■ **Recorded data**:

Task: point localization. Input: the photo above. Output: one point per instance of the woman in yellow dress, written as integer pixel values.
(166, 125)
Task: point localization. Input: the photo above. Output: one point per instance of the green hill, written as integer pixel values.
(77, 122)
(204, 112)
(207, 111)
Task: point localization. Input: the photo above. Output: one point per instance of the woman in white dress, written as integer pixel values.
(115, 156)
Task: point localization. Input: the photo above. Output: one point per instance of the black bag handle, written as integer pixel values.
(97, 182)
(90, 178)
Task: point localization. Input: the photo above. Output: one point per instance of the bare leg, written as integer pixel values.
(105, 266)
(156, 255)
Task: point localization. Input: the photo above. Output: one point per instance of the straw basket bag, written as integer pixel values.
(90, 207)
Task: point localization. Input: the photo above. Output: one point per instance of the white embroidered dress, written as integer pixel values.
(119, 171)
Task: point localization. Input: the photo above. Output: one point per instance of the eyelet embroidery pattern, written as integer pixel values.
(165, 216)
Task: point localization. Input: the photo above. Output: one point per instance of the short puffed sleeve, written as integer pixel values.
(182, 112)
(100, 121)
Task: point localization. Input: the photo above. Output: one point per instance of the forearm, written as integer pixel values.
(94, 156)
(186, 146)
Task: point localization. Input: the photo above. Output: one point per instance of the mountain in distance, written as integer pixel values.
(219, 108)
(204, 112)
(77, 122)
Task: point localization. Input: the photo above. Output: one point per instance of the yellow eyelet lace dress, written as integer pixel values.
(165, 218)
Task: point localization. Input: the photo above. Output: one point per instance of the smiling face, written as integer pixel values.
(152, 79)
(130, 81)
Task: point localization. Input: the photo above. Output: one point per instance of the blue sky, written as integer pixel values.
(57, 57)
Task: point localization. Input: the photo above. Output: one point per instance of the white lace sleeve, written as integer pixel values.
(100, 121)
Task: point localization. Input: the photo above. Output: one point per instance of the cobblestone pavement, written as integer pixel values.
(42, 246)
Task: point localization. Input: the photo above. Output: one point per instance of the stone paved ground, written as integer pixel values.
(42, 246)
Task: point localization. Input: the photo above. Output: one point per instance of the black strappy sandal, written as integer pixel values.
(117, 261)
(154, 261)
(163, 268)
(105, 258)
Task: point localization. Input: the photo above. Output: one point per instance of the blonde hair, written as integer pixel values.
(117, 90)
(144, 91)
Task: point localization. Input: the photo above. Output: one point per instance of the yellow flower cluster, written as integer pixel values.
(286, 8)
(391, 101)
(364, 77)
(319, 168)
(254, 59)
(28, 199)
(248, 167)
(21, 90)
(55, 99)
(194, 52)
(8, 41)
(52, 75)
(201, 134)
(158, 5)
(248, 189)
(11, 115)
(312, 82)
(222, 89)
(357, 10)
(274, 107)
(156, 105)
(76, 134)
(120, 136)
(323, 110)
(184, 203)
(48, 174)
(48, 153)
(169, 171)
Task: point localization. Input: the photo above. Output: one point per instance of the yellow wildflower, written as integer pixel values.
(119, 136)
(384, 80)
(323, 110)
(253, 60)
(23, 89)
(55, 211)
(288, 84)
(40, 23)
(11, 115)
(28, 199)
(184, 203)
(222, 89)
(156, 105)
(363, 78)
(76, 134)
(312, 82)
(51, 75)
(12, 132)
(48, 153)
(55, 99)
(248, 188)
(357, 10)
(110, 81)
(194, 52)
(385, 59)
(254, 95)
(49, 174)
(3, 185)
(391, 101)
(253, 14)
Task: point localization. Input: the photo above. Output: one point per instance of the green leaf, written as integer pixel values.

■ **GOAL OF THE EXERCISE**: Reproduce each entry word for word.

■ **COMPLETE ANSWER**:
Task: point localization. Input: the photo above. Output: one point per instance of the woman in yellow dress, written as integer pixel values.
(166, 125)
Task: point localization. Input: the photo above. Output: one point per instance of the green hill, written as integer pixel values.
(77, 122)
(204, 112)
(207, 111)
Task: point localization. Input: the photo above. Output: one point per instance of the woman in white dress, written as integer pixel values.
(115, 156)
Task: point localization. Input: the photo above. Output: one point per instance of the black bag handle, written as integer pixel values.
(97, 182)
(90, 178)
Task: point localization. Input: the photo above. Output: one point per instance of the bare leg, written as integer pixel values.
(105, 266)
(156, 255)
Task: point localization. Input: the photo above. Output: one point per instance of the straw basket bag, written as integer pixel values.
(90, 207)
Task: point localization. Input: the photo above. Output: one point per instance of the white embroidered dress, written as integer pixel values.
(119, 171)
Task: point localization. Input: the photo above. Output: one point per instance of the eyelet embroidery pattern, written as integer pixel values.
(165, 216)
Task: point localization. Input: the photo above. Output: one point per instance of the short puffed sleeve, written as integer pixel values.
(182, 112)
(100, 121)
Task: point localization. Input: the photo above. Output: one point per instance of the forearm, written as integer pixel values.
(94, 156)
(186, 146)
Task: point localization. Input: the photo above. Output: one point per instance of the mountain in distance, written as integer pixel values.
(219, 108)
(204, 112)
(77, 122)
Task: point localization. Input: the photo above. Output: one point per instance of the yellow eyelet lace dress, written as integer pixel values.
(165, 218)
Task: point localization. Input: the photo above. Output: one point per instance of the smiling face, written as integer pixel values.
(152, 79)
(130, 81)
Task: point localization. Input: the photo above. Output: one point per instance of the blue sky, written as integer pixel values.
(57, 57)
Task: point localization. Input: the photo above. Output: one point per instance of the white lace sleeve, written as integer pixel values.
(100, 121)
Task: point localization. Input: the photo above. Output: one point per instance of the cobblestone pavement, written as integer pixel values.
(42, 246)
Task: point localization. Input: the photo above. Output: one point per instance of the stone paved ground, written as integer pixel values.
(42, 246)
Task: point localization. Input: the photo above. Output: one point per instance of the black strappy sandal, written as integer pixel values.
(117, 261)
(154, 261)
(163, 268)
(105, 258)
Task: point localization. Input: the photo above. Output: one point per instance of the blonde hair, written as integer pixel values.
(117, 90)
(144, 91)
Task: point localization. Input: the photo above. Output: one point per instance of the yellow flower cluster, written as integer pixel values.
(286, 8)
(391, 101)
(364, 77)
(319, 168)
(254, 59)
(28, 199)
(248, 167)
(21, 90)
(55, 99)
(194, 52)
(8, 41)
(52, 75)
(201, 134)
(158, 5)
(248, 189)
(11, 115)
(312, 82)
(222, 89)
(357, 10)
(274, 107)
(156, 105)
(76, 134)
(120, 136)
(323, 110)
(184, 203)
(48, 174)
(48, 153)
(169, 171)
Task: point localization. Input: the photo above. Output: one point per instance of the yellow wildflower, written as integer pixel values.
(119, 136)
(384, 80)
(323, 110)
(253, 60)
(23, 89)
(55, 211)
(288, 84)
(40, 23)
(11, 115)
(28, 199)
(184, 203)
(222, 89)
(156, 105)
(363, 78)
(76, 134)
(312, 82)
(51, 75)
(12, 132)
(48, 153)
(55, 99)
(248, 188)
(357, 10)
(110, 81)
(194, 52)
(385, 59)
(254, 95)
(49, 174)
(3, 185)
(391, 101)
(253, 14)
Task: point localization. Input: the photo above. Output: one point per instance of the green leaf, written as integer pixel values.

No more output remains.